Return, word for word, only the lines of the data below that lie between the line with "det: man's hand" and the line with "det: gift box", those two lines included.

RECORDS:
⁂

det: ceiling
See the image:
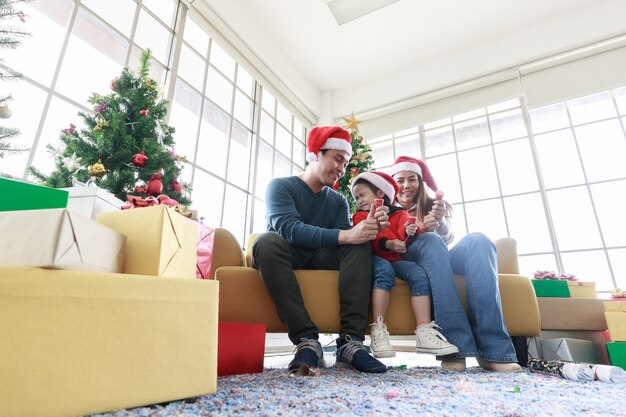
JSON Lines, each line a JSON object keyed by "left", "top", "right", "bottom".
{"left": 201, "top": 0, "right": 626, "bottom": 117}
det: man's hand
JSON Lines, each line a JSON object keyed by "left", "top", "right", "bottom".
{"left": 386, "top": 239, "right": 406, "bottom": 253}
{"left": 368, "top": 203, "right": 390, "bottom": 233}
{"left": 339, "top": 218, "right": 379, "bottom": 244}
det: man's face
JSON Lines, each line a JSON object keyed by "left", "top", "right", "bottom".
{"left": 314, "top": 149, "right": 350, "bottom": 186}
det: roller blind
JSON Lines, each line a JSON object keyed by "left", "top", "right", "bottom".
{"left": 360, "top": 77, "right": 522, "bottom": 139}
{"left": 521, "top": 46, "right": 626, "bottom": 109}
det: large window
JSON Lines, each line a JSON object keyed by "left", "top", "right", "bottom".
{"left": 369, "top": 91, "right": 626, "bottom": 292}
{"left": 2, "top": 0, "right": 309, "bottom": 247}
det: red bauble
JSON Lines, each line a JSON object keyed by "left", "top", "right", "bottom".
{"left": 140, "top": 109, "right": 148, "bottom": 116}
{"left": 170, "top": 179, "right": 183, "bottom": 194}
{"left": 132, "top": 151, "right": 148, "bottom": 168}
{"left": 146, "top": 173, "right": 163, "bottom": 195}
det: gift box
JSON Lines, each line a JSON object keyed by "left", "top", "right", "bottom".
{"left": 532, "top": 279, "right": 571, "bottom": 297}
{"left": 540, "top": 338, "right": 597, "bottom": 363}
{"left": 63, "top": 186, "right": 125, "bottom": 219}
{"left": 218, "top": 322, "right": 266, "bottom": 376}
{"left": 0, "top": 209, "right": 125, "bottom": 273}
{"left": 0, "top": 265, "right": 218, "bottom": 417}
{"left": 0, "top": 177, "right": 68, "bottom": 211}
{"left": 604, "top": 301, "right": 626, "bottom": 341}
{"left": 197, "top": 223, "right": 215, "bottom": 279}
{"left": 528, "top": 330, "right": 611, "bottom": 365}
{"left": 97, "top": 205, "right": 197, "bottom": 278}
{"left": 606, "top": 342, "right": 626, "bottom": 370}
{"left": 537, "top": 297, "right": 607, "bottom": 330}
{"left": 567, "top": 281, "right": 597, "bottom": 298}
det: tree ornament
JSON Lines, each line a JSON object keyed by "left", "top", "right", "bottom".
{"left": 158, "top": 194, "right": 179, "bottom": 207}
{"left": 343, "top": 111, "right": 363, "bottom": 132}
{"left": 131, "top": 151, "right": 148, "bottom": 168}
{"left": 87, "top": 160, "right": 106, "bottom": 177}
{"left": 0, "top": 104, "right": 12, "bottom": 119}
{"left": 110, "top": 79, "right": 117, "bottom": 91}
{"left": 134, "top": 186, "right": 146, "bottom": 194}
{"left": 170, "top": 179, "right": 183, "bottom": 193}
{"left": 146, "top": 173, "right": 163, "bottom": 195}
{"left": 140, "top": 109, "right": 148, "bottom": 116}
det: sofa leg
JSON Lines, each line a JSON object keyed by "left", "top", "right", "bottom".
{"left": 511, "top": 336, "right": 528, "bottom": 367}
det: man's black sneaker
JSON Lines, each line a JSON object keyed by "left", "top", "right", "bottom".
{"left": 336, "top": 335, "right": 387, "bottom": 373}
{"left": 288, "top": 338, "right": 325, "bottom": 375}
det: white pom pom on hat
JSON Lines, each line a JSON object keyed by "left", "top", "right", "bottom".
{"left": 389, "top": 156, "right": 438, "bottom": 192}
{"left": 306, "top": 126, "right": 352, "bottom": 163}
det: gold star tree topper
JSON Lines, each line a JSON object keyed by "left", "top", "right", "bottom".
{"left": 343, "top": 111, "right": 362, "bottom": 132}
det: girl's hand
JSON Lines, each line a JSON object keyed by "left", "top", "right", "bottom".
{"left": 370, "top": 204, "right": 390, "bottom": 232}
{"left": 386, "top": 239, "right": 406, "bottom": 254}
{"left": 405, "top": 222, "right": 418, "bottom": 237}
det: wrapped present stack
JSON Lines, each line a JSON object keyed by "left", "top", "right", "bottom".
{"left": 0, "top": 178, "right": 218, "bottom": 417}
{"left": 529, "top": 270, "right": 611, "bottom": 365}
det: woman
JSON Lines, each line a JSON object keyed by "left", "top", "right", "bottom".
{"left": 390, "top": 156, "right": 521, "bottom": 373}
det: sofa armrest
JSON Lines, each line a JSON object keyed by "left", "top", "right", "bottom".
{"left": 209, "top": 228, "right": 246, "bottom": 279}
{"left": 494, "top": 238, "right": 520, "bottom": 275}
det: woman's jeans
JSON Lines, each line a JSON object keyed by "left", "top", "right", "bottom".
{"left": 372, "top": 256, "right": 431, "bottom": 296}
{"left": 405, "top": 232, "right": 517, "bottom": 362}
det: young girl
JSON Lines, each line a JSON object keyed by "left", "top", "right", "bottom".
{"left": 351, "top": 171, "right": 458, "bottom": 358}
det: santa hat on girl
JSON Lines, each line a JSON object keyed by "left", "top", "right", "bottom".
{"left": 306, "top": 126, "right": 352, "bottom": 164}
{"left": 351, "top": 171, "right": 399, "bottom": 203}
{"left": 389, "top": 156, "right": 438, "bottom": 192}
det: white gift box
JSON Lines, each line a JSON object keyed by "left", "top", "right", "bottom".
{"left": 63, "top": 186, "right": 125, "bottom": 219}
{"left": 540, "top": 338, "right": 597, "bottom": 363}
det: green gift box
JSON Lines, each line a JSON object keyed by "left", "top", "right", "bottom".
{"left": 0, "top": 178, "right": 68, "bottom": 211}
{"left": 606, "top": 342, "right": 626, "bottom": 370}
{"left": 532, "top": 279, "right": 571, "bottom": 297}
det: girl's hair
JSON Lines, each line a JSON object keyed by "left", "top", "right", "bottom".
{"left": 353, "top": 178, "right": 392, "bottom": 207}
{"left": 412, "top": 175, "right": 453, "bottom": 221}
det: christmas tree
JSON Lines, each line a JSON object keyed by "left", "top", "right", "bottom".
{"left": 29, "top": 49, "right": 191, "bottom": 205}
{"left": 334, "top": 112, "right": 374, "bottom": 213}
{"left": 0, "top": 0, "right": 30, "bottom": 158}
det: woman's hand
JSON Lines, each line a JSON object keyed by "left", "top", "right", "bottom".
{"left": 422, "top": 213, "right": 440, "bottom": 232}
{"left": 386, "top": 239, "right": 406, "bottom": 253}
{"left": 431, "top": 199, "right": 446, "bottom": 222}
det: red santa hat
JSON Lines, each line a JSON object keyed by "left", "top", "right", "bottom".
{"left": 389, "top": 156, "right": 438, "bottom": 192}
{"left": 306, "top": 126, "right": 352, "bottom": 164}
{"left": 351, "top": 171, "right": 399, "bottom": 203}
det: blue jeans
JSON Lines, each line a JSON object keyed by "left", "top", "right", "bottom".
{"left": 405, "top": 232, "right": 517, "bottom": 362}
{"left": 372, "top": 256, "right": 431, "bottom": 296}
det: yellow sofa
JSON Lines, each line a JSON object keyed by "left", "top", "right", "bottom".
{"left": 212, "top": 229, "right": 540, "bottom": 339}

⁂

RESPONSE:
det: man's hand
JSON Lines, each line a JSON object keyed by "left", "top", "right", "bottom".
{"left": 386, "top": 239, "right": 406, "bottom": 253}
{"left": 368, "top": 203, "right": 390, "bottom": 233}
{"left": 339, "top": 218, "right": 379, "bottom": 244}
det: man's face
JSON Lines, each line a JSON object keyed by "left", "top", "right", "bottom".
{"left": 314, "top": 149, "right": 350, "bottom": 186}
det: roller blind
JSON Lines, each line a JSON object keyed by "left", "top", "right", "bottom".
{"left": 360, "top": 77, "right": 522, "bottom": 139}
{"left": 521, "top": 46, "right": 626, "bottom": 109}
det: large window
JSON Lines, each line a JSON object keyed by "left", "top", "right", "bottom".
{"left": 369, "top": 91, "right": 626, "bottom": 292}
{"left": 2, "top": 0, "right": 309, "bottom": 247}
det: red bauble
JSON Lines, each line a JSON object keyed by "left", "top", "right", "bottom".
{"left": 140, "top": 109, "right": 148, "bottom": 116}
{"left": 170, "top": 179, "right": 183, "bottom": 194}
{"left": 132, "top": 151, "right": 148, "bottom": 168}
{"left": 146, "top": 173, "right": 163, "bottom": 195}
det: gift box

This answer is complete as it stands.